— START OF Passage provided —
Jim Andris, Sept. 17, 2003.
Annual History of Jim Andris, 2010
(Please note that clicking on any of the pictures in this newsletter will give you a much larger image.)
After many mild winters, St. Louis has received blowing snow and frigid temperatures this Dec. 12. With a fire in the fireplace, a half-finished jigsaw puzzle on the card table, and only a year more to go on my counted cross-stitch tree skirt, it seems a perfect time to begin this year's autobiographical entry. I have been writing these annual letters since 1972, and they have been on the internet for about 10 years now. This year I began a new project—I am scanning most of my old slides and photos into the computer, and I am slowly illustrating all of these old online letters with snapshots of the past. You, my friend, may find yourself in these epistles. (So far, I have updated the entries from 1972 to 1977 with photos, hope to do all in the next year.)
Let's work backwards this year. The Monday of my birthday week, I received a paella kit from brother Tom, complete with authentic Valencian paprika, saffron and vino rioja. I jokingly e-mailed him to drop by on Friday night to share some of the meal. He did, driving 550 miles to do so. We had a great time reminiscing, mildly carousing, and entertaining, because he made a huge batch of his famous "Old Pete's Spaghetti Sauce," which we shared with Fritzi and Bill Baker. Tom even got to perform his songs at the Venice Café open mike session on Monday before returning to Marietta and his grand daughters.
— END OF Passage provided —
— START OF Material shown —
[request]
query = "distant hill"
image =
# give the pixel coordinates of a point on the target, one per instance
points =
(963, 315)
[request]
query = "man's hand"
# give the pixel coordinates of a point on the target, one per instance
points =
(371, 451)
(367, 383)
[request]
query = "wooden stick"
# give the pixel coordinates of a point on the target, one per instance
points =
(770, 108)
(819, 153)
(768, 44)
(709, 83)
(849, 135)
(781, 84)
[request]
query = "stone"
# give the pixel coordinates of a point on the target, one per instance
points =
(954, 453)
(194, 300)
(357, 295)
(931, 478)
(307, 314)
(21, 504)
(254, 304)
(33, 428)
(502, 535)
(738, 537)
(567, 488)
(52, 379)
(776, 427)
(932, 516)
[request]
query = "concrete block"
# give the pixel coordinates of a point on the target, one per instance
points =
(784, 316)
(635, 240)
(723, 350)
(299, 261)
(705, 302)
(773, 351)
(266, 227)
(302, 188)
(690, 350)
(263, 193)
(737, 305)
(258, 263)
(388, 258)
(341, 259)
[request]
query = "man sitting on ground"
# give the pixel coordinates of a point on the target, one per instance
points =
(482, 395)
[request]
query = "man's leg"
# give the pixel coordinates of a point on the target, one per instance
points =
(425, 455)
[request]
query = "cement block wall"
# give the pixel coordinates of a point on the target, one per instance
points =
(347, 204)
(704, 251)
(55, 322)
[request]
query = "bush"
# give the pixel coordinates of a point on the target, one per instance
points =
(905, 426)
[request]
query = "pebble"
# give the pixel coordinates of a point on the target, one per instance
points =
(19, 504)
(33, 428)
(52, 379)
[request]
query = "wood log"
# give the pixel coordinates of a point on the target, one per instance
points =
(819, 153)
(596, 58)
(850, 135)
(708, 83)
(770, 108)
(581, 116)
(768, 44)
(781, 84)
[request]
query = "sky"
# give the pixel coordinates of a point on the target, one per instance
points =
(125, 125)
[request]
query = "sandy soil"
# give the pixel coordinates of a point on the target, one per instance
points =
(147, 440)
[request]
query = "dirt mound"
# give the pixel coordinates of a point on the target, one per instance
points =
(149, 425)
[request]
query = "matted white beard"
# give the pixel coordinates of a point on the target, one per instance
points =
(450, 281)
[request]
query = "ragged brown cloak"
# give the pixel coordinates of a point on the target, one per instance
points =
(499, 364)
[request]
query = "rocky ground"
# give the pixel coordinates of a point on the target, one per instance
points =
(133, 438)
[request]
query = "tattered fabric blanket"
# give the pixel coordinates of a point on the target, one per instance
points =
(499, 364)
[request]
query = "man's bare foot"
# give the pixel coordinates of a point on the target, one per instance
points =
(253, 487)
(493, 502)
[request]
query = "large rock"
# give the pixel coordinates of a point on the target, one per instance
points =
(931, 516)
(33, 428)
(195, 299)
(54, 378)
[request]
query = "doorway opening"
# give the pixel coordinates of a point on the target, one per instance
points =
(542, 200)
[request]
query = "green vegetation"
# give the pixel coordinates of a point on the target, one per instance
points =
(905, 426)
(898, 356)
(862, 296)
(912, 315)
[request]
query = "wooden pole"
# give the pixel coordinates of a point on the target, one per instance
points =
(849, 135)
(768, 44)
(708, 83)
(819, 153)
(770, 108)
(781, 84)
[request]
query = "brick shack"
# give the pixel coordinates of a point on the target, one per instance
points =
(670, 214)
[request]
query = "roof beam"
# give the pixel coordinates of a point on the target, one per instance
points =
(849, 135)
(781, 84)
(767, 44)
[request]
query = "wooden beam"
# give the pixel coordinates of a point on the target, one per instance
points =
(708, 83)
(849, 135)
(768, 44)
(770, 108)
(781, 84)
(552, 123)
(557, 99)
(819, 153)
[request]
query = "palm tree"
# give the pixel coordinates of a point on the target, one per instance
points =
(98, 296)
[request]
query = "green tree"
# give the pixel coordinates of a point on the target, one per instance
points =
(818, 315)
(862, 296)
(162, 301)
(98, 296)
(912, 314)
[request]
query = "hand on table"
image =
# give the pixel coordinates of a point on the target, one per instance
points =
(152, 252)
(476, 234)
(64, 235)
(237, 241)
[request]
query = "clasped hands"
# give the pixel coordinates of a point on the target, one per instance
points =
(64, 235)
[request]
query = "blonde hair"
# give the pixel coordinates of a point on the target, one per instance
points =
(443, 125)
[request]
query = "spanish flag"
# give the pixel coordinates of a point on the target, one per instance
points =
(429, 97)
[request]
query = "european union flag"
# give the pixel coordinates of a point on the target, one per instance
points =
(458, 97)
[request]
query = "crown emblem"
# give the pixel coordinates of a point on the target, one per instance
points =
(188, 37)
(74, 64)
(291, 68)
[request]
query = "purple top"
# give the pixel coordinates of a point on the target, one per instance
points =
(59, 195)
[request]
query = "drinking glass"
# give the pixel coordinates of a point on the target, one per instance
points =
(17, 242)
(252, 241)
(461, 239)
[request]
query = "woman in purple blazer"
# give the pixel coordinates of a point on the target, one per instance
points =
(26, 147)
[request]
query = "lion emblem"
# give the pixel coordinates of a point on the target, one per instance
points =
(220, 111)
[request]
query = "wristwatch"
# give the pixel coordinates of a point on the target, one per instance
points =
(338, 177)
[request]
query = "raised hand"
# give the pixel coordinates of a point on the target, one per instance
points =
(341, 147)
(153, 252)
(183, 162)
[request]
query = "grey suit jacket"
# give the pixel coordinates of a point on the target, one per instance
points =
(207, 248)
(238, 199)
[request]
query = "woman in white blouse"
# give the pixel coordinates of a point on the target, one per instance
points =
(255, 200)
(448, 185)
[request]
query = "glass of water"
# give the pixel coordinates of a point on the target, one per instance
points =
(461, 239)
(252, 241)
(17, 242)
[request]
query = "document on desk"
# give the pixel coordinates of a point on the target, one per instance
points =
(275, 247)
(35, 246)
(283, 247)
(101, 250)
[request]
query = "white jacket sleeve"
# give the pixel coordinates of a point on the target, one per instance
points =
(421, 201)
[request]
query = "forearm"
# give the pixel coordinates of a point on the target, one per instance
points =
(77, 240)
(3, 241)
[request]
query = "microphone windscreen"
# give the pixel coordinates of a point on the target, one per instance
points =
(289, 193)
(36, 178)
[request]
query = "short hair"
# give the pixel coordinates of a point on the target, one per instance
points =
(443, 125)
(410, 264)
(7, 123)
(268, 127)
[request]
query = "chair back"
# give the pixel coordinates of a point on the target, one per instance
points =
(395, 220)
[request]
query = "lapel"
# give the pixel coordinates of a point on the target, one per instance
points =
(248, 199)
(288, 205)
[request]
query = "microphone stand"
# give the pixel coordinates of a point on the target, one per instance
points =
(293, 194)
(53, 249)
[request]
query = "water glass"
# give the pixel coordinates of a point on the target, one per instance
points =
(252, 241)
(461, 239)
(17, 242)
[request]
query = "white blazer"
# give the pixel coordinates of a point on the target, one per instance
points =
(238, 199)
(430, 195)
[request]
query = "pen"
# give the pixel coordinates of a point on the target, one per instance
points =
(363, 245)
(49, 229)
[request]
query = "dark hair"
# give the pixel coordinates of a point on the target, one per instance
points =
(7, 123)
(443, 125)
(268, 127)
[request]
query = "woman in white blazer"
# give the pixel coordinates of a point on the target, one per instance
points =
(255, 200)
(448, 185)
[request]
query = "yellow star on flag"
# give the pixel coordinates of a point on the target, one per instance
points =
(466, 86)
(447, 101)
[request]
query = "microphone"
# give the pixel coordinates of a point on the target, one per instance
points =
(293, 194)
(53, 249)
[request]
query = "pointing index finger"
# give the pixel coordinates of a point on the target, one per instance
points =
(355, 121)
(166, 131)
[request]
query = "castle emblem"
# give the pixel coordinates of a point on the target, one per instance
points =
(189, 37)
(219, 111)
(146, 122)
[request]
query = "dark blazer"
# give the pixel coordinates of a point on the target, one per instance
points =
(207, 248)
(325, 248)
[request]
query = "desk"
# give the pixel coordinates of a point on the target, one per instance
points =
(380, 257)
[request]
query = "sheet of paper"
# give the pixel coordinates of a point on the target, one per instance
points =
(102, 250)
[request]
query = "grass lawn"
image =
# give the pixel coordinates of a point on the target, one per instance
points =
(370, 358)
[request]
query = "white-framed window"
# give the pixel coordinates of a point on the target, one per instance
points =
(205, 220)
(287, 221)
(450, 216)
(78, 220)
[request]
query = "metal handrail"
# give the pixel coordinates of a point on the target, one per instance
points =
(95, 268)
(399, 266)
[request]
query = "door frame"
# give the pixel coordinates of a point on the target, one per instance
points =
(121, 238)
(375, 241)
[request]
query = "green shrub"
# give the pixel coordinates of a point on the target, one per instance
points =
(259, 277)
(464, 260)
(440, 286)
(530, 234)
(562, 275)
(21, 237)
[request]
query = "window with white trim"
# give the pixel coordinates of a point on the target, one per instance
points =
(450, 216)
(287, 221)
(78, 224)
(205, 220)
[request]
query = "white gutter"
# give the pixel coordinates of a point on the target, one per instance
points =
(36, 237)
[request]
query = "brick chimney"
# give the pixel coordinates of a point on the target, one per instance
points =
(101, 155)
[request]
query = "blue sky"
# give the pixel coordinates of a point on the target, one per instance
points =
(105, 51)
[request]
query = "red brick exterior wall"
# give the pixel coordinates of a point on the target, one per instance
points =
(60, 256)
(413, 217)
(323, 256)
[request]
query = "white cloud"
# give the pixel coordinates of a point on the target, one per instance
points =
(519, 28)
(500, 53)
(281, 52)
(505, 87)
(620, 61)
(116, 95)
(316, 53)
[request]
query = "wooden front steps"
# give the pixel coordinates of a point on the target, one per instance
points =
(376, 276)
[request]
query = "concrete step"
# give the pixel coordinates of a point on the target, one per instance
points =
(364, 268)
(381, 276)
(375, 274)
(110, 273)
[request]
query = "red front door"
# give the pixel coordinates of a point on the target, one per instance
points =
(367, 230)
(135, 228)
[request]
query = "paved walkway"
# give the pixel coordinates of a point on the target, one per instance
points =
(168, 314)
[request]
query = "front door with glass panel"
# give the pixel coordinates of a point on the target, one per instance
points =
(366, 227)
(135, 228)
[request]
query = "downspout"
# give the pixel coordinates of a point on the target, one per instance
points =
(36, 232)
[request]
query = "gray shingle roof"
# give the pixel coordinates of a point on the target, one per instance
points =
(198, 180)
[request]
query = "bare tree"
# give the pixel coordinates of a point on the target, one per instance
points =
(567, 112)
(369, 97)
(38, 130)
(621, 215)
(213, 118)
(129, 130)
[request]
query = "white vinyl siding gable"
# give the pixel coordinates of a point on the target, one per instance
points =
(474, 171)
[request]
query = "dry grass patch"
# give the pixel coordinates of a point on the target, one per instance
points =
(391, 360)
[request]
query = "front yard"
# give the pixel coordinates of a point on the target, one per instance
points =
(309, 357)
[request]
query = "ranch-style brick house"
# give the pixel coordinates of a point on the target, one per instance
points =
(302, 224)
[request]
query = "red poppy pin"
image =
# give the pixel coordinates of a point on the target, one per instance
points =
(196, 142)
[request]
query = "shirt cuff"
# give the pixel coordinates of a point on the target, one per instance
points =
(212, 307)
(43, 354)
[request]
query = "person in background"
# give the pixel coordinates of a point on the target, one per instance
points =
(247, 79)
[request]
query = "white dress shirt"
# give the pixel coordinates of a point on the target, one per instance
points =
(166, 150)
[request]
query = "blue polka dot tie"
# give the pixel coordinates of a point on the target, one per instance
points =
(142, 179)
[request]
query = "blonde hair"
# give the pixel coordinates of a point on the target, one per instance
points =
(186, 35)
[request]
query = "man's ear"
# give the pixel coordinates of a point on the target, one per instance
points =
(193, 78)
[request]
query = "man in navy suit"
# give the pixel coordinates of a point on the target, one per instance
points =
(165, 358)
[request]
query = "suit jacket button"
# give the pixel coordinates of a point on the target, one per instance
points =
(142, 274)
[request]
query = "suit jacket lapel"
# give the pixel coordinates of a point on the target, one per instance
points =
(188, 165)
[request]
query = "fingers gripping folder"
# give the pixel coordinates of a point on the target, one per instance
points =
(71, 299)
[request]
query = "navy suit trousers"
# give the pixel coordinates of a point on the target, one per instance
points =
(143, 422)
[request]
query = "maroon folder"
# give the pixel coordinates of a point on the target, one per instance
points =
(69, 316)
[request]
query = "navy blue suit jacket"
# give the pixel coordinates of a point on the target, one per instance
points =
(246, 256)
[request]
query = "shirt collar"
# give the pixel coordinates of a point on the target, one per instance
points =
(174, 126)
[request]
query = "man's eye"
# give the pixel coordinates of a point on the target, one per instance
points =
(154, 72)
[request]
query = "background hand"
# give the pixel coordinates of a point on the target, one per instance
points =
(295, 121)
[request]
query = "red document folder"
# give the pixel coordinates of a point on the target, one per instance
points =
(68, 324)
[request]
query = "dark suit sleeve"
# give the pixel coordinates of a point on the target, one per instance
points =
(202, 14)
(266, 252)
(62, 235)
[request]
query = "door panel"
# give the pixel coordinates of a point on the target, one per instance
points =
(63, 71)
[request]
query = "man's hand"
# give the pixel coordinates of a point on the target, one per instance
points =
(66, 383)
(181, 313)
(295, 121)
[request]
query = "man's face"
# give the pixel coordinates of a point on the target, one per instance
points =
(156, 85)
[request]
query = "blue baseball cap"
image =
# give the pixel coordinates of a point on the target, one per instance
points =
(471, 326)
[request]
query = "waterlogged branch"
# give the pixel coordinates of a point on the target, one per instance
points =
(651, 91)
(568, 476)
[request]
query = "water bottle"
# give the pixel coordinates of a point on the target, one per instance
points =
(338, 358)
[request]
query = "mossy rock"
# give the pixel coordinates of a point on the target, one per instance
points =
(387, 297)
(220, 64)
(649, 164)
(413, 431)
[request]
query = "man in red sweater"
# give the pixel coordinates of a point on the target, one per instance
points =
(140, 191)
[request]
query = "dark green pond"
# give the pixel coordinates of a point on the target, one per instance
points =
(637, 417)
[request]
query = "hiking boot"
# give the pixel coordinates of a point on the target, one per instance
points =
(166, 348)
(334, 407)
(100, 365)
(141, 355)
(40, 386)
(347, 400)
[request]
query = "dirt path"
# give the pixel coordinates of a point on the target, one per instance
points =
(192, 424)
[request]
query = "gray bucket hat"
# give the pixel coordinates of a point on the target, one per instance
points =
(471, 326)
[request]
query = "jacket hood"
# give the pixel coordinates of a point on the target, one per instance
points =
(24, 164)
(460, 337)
— END OF Material shown —
Requirements
Repeat, word for word, the stretch of the annual letter from "Let's work backwards" through "his grand daughters.".

Correct result
Let's work backwards this year. The Monday of my birthday week, I received a paella kit from brother Tom, complete with authentic Valencian paprika, saffron and vino rioja. I jokingly e-mailed him to drop by on Friday night to share some of the meal. He did, driving 550 miles to do so. We had a great time reminiscing, mildly carousing, and entertaining, because he made a huge batch of his famous "Old Pete's Spaghetti Sauce," which we shared with Fritzi and Bill Baker. Tom even got to perform his songs at the Venice Café open mike session on Monday before returning to Marietta and his grand daughters.